◆ EXERCISE ◆
Rewrite the records below, changing "a pin per instance" to "one pin per instance" wherever it occurs and keeping every other part the same.

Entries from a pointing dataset
.....

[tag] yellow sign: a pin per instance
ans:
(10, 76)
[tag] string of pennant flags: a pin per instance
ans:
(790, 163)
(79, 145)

.....

◆ CORRECT RESPONSE ◆
[tag] yellow sign: one pin per instance
ans:
(10, 76)
[tag] string of pennant flags: one pin per instance
ans:
(790, 163)
(79, 145)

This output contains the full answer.